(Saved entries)
>>>>>
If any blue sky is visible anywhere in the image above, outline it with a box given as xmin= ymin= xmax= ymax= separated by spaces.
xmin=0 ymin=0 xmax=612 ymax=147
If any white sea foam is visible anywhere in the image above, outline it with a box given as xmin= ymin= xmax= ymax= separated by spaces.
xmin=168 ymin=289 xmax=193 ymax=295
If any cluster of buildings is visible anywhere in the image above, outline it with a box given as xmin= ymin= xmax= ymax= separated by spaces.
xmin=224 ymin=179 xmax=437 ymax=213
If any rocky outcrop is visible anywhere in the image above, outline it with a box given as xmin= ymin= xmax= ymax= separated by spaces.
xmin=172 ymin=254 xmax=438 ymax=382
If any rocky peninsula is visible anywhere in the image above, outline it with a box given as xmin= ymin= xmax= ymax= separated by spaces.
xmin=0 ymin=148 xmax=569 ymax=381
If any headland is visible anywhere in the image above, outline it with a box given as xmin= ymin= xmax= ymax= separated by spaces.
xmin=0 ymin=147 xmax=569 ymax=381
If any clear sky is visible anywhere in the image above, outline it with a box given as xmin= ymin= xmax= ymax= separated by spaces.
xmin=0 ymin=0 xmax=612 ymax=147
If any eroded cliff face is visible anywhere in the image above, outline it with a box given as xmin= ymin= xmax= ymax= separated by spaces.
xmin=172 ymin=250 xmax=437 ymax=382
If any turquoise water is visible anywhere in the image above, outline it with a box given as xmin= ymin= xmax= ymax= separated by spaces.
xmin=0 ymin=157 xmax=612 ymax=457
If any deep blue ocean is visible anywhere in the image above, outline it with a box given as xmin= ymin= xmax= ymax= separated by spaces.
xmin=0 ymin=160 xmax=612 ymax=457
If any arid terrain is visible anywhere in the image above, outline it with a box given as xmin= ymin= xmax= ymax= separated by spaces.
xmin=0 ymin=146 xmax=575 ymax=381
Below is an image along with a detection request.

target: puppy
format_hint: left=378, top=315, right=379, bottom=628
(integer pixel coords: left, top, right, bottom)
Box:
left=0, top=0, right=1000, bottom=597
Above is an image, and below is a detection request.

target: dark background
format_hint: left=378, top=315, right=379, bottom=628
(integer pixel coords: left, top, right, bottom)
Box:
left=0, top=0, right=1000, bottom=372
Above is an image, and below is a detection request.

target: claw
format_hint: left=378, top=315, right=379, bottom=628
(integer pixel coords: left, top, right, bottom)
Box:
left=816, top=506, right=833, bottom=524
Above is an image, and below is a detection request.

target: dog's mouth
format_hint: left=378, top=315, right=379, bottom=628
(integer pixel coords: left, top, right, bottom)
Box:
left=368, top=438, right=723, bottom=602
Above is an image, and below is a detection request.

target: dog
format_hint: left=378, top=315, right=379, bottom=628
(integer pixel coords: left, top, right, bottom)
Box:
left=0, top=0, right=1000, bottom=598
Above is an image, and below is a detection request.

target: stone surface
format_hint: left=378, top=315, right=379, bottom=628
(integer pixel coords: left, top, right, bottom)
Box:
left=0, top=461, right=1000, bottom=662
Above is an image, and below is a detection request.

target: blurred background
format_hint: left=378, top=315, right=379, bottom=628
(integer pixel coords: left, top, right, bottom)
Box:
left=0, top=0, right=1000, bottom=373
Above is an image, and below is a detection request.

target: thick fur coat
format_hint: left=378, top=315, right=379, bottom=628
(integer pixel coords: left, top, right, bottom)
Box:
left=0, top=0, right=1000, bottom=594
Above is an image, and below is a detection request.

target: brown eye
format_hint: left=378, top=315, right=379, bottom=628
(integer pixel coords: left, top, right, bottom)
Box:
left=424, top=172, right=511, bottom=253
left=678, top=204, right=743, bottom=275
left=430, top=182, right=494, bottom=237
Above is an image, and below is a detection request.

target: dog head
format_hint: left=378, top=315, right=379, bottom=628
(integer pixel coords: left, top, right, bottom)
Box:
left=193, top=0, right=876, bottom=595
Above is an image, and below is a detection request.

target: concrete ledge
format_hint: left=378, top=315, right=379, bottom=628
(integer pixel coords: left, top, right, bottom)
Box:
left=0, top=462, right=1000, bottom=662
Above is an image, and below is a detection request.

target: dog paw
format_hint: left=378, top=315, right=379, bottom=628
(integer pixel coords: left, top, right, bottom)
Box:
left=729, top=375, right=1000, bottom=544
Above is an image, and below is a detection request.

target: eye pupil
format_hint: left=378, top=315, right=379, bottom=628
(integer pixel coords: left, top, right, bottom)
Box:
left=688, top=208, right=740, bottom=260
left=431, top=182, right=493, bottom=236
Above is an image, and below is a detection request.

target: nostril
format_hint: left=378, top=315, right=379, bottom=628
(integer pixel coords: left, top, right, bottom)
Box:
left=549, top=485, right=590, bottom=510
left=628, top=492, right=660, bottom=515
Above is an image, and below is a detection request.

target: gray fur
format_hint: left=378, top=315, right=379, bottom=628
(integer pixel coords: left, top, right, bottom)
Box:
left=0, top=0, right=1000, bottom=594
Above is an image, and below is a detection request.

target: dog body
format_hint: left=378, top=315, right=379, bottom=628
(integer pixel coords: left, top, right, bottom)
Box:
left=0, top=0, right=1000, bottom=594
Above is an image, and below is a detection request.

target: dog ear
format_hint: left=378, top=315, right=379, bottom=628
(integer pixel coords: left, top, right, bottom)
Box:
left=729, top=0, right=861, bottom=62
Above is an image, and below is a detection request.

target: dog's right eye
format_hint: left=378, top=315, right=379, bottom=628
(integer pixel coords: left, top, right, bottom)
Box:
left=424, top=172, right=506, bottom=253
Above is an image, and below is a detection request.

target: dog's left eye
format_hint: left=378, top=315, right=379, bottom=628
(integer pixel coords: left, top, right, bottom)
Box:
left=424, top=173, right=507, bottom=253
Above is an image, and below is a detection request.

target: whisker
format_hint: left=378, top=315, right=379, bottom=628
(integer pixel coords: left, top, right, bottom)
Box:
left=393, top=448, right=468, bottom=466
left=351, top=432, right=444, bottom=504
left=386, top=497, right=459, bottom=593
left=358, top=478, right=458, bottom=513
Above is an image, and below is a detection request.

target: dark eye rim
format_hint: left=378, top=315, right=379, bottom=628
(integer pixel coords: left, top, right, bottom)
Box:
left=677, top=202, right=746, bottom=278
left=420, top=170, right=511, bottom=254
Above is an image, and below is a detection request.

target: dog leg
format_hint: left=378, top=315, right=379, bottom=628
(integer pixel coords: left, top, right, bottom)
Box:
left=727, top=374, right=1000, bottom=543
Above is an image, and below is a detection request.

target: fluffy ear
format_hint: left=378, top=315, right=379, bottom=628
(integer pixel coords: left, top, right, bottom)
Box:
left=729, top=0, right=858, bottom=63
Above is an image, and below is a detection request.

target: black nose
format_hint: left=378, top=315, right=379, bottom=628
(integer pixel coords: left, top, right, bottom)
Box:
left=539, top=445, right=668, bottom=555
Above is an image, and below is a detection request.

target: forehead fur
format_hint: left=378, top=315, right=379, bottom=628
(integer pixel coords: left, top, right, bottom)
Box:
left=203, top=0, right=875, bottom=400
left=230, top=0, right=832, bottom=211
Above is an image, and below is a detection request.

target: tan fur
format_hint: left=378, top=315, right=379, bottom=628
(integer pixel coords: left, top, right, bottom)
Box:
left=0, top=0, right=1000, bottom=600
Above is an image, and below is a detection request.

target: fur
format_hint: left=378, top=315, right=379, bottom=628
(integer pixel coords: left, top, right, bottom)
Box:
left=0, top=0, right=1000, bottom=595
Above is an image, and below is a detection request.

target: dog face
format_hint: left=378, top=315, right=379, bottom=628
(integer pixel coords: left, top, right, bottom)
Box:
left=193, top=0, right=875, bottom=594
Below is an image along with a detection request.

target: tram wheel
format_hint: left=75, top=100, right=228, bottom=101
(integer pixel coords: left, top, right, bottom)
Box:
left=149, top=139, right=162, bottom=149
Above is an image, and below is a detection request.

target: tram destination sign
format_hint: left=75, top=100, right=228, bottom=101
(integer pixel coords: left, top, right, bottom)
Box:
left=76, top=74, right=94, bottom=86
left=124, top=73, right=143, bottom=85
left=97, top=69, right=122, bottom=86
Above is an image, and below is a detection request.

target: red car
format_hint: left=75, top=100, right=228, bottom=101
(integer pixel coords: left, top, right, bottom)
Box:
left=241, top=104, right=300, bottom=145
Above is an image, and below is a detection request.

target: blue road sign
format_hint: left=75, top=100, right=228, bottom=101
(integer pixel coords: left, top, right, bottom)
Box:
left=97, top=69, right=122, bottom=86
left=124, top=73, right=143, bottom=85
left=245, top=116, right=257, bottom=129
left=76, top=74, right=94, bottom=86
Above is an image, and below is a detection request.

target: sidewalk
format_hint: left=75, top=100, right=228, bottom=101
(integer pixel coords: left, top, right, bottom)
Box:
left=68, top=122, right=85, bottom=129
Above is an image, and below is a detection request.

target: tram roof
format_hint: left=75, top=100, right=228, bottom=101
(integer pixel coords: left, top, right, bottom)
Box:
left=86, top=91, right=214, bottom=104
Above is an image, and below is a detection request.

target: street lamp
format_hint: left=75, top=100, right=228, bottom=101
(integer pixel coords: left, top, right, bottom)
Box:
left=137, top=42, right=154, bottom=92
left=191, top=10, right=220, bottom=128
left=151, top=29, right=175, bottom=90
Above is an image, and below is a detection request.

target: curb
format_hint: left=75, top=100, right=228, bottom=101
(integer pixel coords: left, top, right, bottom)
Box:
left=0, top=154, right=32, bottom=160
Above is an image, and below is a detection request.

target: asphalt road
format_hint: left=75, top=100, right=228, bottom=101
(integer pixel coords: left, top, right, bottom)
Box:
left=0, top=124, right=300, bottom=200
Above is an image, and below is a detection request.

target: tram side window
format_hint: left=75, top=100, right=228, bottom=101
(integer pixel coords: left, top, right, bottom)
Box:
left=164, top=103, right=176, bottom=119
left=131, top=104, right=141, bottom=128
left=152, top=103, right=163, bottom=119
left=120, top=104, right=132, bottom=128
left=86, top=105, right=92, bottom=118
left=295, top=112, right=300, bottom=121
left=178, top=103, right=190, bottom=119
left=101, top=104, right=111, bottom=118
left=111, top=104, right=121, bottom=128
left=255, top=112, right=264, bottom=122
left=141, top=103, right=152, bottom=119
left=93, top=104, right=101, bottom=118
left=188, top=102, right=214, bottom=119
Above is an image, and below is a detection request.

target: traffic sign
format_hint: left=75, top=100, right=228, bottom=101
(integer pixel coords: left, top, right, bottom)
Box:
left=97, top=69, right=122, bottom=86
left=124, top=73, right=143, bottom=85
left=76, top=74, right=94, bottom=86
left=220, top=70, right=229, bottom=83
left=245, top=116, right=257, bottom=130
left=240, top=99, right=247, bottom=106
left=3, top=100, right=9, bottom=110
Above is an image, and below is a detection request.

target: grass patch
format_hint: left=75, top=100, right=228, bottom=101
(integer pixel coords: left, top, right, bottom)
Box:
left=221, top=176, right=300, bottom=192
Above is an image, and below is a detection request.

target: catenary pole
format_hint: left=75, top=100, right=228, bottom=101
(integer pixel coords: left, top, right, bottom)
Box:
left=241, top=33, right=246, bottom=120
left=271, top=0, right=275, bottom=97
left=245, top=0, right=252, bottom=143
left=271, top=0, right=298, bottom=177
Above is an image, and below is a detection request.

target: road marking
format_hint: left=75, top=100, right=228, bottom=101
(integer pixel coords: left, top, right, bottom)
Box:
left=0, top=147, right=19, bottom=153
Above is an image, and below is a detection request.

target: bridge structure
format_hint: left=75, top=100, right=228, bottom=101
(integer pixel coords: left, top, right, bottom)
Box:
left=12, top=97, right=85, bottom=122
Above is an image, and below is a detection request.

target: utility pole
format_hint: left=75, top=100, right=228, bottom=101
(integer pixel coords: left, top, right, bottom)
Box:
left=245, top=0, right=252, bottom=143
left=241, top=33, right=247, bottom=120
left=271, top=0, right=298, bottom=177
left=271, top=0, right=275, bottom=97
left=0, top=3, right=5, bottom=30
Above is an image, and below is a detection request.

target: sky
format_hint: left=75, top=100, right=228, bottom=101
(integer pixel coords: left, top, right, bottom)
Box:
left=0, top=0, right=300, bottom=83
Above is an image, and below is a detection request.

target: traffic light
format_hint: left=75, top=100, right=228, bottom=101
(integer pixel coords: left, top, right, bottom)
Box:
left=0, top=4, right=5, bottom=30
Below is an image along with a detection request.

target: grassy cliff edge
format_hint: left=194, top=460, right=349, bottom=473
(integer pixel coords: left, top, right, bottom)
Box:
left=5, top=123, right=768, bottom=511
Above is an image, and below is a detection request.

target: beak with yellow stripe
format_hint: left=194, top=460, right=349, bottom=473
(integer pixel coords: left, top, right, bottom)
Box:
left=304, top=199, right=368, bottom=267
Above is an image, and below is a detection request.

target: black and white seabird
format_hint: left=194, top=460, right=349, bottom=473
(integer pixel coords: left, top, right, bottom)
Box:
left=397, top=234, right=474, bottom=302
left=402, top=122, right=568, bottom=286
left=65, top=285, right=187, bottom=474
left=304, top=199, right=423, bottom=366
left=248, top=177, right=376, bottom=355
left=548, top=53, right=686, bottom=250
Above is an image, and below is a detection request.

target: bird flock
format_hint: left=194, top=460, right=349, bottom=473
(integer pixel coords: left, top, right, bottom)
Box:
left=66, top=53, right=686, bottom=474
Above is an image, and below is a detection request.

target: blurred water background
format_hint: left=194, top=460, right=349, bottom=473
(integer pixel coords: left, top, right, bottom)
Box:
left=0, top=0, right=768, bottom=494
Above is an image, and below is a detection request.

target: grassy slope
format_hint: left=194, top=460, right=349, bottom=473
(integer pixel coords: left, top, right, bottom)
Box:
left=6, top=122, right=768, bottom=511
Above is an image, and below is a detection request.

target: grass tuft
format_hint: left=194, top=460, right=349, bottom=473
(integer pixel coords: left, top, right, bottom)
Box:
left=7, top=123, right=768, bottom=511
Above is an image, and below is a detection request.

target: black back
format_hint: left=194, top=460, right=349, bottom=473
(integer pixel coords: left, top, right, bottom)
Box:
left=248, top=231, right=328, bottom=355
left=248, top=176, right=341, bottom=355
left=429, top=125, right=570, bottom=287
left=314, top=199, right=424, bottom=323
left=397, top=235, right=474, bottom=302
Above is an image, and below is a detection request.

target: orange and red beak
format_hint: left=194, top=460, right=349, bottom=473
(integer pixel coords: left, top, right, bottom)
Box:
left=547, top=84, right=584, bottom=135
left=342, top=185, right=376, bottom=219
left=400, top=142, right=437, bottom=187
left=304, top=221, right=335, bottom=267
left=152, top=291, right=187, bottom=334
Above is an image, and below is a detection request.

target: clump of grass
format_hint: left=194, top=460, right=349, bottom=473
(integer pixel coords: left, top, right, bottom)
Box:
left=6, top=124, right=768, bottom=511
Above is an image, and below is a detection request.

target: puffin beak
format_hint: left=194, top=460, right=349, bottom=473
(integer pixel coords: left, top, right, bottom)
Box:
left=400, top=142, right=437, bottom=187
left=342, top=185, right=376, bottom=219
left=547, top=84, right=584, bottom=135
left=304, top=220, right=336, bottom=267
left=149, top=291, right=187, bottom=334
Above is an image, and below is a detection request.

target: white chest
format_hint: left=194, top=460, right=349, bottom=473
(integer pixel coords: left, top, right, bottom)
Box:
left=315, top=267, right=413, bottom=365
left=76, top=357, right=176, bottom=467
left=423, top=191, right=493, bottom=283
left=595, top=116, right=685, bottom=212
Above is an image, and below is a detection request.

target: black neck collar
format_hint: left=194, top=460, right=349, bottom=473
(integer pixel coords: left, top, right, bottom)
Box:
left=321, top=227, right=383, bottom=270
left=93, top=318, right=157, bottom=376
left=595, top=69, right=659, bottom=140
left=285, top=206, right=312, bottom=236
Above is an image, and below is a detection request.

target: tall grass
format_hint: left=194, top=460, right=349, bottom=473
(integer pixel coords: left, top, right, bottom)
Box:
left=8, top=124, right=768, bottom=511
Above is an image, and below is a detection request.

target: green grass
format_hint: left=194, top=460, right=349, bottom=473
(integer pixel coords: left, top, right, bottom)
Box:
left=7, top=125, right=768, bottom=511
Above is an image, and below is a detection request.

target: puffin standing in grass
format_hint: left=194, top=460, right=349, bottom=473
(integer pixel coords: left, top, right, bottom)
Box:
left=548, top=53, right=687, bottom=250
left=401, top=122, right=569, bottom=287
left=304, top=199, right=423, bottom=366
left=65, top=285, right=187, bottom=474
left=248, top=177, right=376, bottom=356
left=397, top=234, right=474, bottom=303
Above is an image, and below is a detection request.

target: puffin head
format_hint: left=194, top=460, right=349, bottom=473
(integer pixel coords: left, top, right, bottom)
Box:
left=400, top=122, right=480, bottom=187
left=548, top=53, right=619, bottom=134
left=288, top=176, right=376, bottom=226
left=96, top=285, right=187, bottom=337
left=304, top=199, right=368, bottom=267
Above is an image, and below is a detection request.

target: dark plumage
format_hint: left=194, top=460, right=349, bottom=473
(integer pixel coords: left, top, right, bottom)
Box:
<<<<<
Copy out the records verbatim, starting with the first line and ending with the line that contains "xmin=168 ymin=289 xmax=193 ymax=295", that line included.

- **WRITTEN RESPONSE**
If any blue sky is visible anywhere in the image above, outline it with a box given as xmin= ymin= xmax= ymax= separated by spaces.
xmin=0 ymin=0 xmax=612 ymax=147
If any white sea foam is visible anywhere in the image above, outline it with a box given as xmin= ymin= xmax= ymax= separated by spaces.
xmin=168 ymin=289 xmax=193 ymax=295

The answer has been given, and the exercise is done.